Williams moved to Paris, where he studied at the Ecole des Beaux Arts with Jules Couton. He established his own short-lived studio in Paris before settling in New York in 1928, where he would remain for most of his career.

Wheeler was awarded a number of public commissions, including works displayed on the Michigan Avenue Bridge in Chicago, the National Library of Brazil, the Interstate Commerce building in Washington, D.C., the American Battle Monument in Cambridge, England, and the Robert A. Taft memorial in Washington, D.C. In 1927, he competed in the Pioneer Woman statue competition; he was not awarded the commission, but his model was later enlarged for display at the Liberty and the Kansas public library. Under the New Deal, he created public bas-reliefs for the Canal Street Post Office, New York and the Penataquit Station Post Office, Bay Shore, New York.

In addition to his monumental work, he also created a number of small-scale works and garden sculptures throughout the 1920s and 1930s, with a growing enthusiam for works designed for domestic use or decoration. Common themes in his work were classical maidens, children, and mythological figures characterized by a sense of humor, which Williams felt was essential to his sculpture. Influenced by the scarcity of materials such as bronze and stone during World War II, Williams experimented in a variety of materials including porcelain and terracotta; these works include his porcelain series The Clouds (subject work).

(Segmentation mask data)
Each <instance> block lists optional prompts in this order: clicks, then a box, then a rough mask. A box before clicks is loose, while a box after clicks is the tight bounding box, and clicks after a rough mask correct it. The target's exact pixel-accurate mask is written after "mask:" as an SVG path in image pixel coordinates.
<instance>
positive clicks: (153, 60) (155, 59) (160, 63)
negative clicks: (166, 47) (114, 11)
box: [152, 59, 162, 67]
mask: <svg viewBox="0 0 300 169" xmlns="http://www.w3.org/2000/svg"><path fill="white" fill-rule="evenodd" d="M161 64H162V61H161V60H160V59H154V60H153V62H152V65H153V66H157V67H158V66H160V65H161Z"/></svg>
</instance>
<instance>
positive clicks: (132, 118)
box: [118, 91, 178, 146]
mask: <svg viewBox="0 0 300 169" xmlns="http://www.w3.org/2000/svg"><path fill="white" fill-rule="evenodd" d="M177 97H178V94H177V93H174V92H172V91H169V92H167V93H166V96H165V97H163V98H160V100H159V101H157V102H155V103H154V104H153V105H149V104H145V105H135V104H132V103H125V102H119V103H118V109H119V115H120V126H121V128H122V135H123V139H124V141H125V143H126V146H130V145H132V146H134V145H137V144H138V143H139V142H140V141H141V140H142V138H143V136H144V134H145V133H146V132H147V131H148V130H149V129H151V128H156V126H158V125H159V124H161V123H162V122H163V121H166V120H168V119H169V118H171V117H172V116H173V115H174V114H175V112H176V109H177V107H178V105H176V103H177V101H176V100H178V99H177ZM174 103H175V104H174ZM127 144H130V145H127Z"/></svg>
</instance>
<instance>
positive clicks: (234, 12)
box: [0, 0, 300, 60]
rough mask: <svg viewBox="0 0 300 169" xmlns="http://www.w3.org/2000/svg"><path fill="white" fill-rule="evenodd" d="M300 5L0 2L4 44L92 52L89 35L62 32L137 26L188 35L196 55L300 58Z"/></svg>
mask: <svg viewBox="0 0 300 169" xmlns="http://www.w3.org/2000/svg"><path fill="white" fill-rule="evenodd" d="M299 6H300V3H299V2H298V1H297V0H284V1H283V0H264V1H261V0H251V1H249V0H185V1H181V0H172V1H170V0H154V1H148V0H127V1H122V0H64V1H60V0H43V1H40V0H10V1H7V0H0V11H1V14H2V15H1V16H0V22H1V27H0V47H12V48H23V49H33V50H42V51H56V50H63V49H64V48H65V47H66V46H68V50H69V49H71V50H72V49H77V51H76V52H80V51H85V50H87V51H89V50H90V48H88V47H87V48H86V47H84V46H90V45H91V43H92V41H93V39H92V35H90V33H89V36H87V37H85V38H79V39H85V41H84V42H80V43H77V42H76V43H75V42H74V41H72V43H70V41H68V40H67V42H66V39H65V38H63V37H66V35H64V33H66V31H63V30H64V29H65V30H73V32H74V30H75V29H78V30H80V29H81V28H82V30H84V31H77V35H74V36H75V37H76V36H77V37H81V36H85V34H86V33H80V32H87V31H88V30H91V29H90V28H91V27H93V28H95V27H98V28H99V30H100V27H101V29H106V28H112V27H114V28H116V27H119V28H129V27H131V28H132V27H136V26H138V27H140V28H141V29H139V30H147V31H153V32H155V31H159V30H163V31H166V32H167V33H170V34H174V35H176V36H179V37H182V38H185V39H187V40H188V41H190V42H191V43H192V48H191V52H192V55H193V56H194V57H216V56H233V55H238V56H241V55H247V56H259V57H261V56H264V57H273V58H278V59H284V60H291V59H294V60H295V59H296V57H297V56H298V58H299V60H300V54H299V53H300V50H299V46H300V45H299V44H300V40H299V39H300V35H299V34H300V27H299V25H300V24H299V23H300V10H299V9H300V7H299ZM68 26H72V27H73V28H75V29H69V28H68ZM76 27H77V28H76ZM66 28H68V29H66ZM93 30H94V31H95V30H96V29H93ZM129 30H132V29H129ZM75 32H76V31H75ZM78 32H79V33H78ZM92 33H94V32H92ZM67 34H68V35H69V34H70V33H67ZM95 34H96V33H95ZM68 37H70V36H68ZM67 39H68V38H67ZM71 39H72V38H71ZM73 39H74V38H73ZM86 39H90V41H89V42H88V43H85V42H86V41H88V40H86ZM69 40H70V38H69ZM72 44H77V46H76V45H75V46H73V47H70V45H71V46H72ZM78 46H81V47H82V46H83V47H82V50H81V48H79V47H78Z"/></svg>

Task to complete:
Reproduce the sculptor excerpt word for word, from "In addition to" to "Clouds (subject work).".

Written reply:
In addition to his monumental work, he also created a number of small-scale works and garden sculptures throughout the 1920s and 1930s, with a growing enthusiam for works designed for domestic use or decoration. Common themes in his work were classical maidens, children, and mythological figures characterized by a sense of humor, which Williams felt was essential to his sculpture. Influenced by the scarcity of materials such as bronze and stone during World War II, Williams experimented in a variety of materials including porcelain and terracotta; these works include his porcelain series The Clouds (subject work).